Aim
Without changing a character, return the entries, but not the images they hold.

(Dataset rows)
-=-=-
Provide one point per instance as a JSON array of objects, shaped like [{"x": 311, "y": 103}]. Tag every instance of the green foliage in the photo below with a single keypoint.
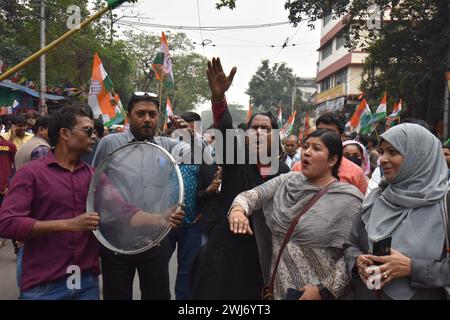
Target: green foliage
[
  {"x": 126, "y": 59},
  {"x": 189, "y": 68}
]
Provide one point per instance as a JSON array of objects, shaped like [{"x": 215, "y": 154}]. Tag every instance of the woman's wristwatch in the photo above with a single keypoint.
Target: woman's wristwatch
[{"x": 324, "y": 292}]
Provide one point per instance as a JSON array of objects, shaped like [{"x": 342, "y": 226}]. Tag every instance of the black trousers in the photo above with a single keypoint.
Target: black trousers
[{"x": 118, "y": 273}]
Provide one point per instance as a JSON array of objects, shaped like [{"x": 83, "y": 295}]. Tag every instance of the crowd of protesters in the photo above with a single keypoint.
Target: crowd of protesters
[{"x": 312, "y": 225}]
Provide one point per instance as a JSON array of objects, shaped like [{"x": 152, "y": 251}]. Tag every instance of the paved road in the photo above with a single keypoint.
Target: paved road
[{"x": 10, "y": 291}]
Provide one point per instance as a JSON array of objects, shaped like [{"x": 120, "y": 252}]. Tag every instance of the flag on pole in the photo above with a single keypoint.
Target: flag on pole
[
  {"x": 381, "y": 110},
  {"x": 15, "y": 106},
  {"x": 300, "y": 135},
  {"x": 162, "y": 65},
  {"x": 305, "y": 132},
  {"x": 361, "y": 95},
  {"x": 280, "y": 117},
  {"x": 397, "y": 109},
  {"x": 447, "y": 77},
  {"x": 102, "y": 98},
  {"x": 361, "y": 119},
  {"x": 249, "y": 112},
  {"x": 169, "y": 112},
  {"x": 287, "y": 128},
  {"x": 115, "y": 3},
  {"x": 291, "y": 123}
]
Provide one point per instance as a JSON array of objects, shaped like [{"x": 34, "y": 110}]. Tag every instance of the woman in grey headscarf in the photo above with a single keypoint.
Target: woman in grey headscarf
-=-=-
Exercise output
Provide one point per instance as a JSON array of objects, shaped like [{"x": 311, "y": 103}]. Tag every instance of the green foliage in the photo below with a single keypoint.
Target: green foliage
[
  {"x": 126, "y": 59},
  {"x": 189, "y": 68}
]
Provide one point per instance as a JSON array of objects, shaped like [{"x": 215, "y": 154}]. Tag every instance of the woman's wristwatch in the photo above with a single keypoint.
Target: woman's wristwatch
[{"x": 324, "y": 292}]
Provide one point per instance as a JSON array of objects, shaped like [{"x": 342, "y": 226}]. Tag every instance of the black trousers in the photo above with a single keypoint.
Target: black trousers
[{"x": 118, "y": 273}]
Provide one point per instance as a JSON array of objects, shaped like [{"x": 83, "y": 295}]. Tag every instance of the crowd of protesters in the photo above with a single keypoint.
Target: crowd of protesters
[{"x": 312, "y": 225}]
Provide one point per instance as a JSON array of objects, shaped like [{"x": 152, "y": 251}]. Tag every instance of the paved road in the photo above with a single keypoint.
Target: paved road
[{"x": 10, "y": 291}]
Provide one point per instance as a JSON array of objects, shaped like [{"x": 120, "y": 252}]. Tag every instance of the flag on pole in the photo above with a single keypoint.
Target: flag on pole
[
  {"x": 381, "y": 110},
  {"x": 15, "y": 106},
  {"x": 300, "y": 135},
  {"x": 162, "y": 65},
  {"x": 305, "y": 132},
  {"x": 361, "y": 95},
  {"x": 280, "y": 117},
  {"x": 397, "y": 109},
  {"x": 447, "y": 77},
  {"x": 102, "y": 98},
  {"x": 361, "y": 119},
  {"x": 249, "y": 112},
  {"x": 169, "y": 112},
  {"x": 287, "y": 128},
  {"x": 115, "y": 3},
  {"x": 291, "y": 123}
]
Provide one point per instance as a JSON array of objects, shaped like [{"x": 34, "y": 110}]. Tag every instance of the woman in grey headscarf in the photo above with a single keypoint.
Target: woman in grey headscarf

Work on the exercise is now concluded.